EXERCISE REQUIREMENTS
Each line of the data that mentions the string "cupcake" needs to be identified and copied.

DATASET EXCERPTS
[Start of section]

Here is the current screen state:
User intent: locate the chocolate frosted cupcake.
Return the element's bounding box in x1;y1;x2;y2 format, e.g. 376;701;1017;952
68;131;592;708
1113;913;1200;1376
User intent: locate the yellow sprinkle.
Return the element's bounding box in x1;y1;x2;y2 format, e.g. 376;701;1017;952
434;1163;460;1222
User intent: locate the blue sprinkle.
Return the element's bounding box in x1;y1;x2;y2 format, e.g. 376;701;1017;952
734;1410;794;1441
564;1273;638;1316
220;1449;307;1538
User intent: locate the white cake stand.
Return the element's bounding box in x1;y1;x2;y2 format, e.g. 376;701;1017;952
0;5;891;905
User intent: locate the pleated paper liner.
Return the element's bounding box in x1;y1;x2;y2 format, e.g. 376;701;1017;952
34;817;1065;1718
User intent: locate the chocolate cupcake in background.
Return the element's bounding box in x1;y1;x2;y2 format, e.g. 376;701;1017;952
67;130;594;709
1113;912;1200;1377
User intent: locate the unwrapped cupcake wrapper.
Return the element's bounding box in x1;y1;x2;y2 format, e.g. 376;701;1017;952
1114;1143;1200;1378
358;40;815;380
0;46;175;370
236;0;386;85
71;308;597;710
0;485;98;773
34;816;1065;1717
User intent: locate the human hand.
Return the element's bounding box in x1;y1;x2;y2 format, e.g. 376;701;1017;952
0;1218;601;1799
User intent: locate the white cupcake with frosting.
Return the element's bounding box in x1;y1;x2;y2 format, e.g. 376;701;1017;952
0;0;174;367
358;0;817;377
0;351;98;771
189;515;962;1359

[End of section]

SOLUTION TO THIS PROBLEM
User intent: locate the chocolate frosted cupcake.
User intent: locate the chocolate cupcake in background.
User intent: locate the unwrapped cupcake wrapper.
User intent: locate the white cupcake with frosting.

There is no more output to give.